• _YOUR OBJECTIVE_
Please lay out the data below as a two-column CSV headed text and answer, with one row for each text and the answer that follows it. Put each value in a single quoted field with line breaks turned into spaces, and leave out the pictures.

• _AVAILABLE DATA_
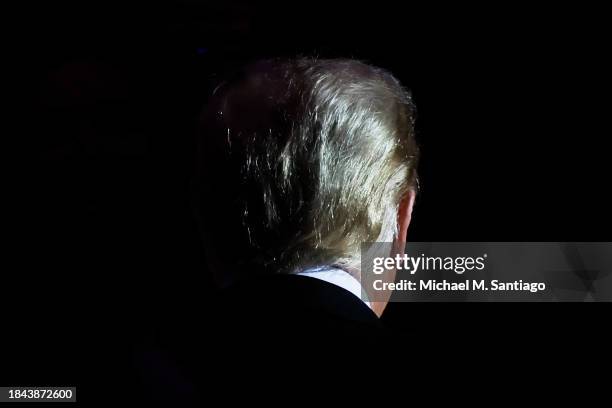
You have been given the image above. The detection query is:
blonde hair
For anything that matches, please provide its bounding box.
[199,58,418,280]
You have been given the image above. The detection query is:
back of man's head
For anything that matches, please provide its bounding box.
[198,59,418,283]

• _SOLUTION TO THIS TASK_
text,answer
"You have been given the image above. The detection query is: blonde hair For anything that matches, please provide its bounding box.","[199,58,418,280]"
"You have been given the image above. The detection query is: back of man's head For anything that matches, please provide its bounding box.","[198,59,418,283]"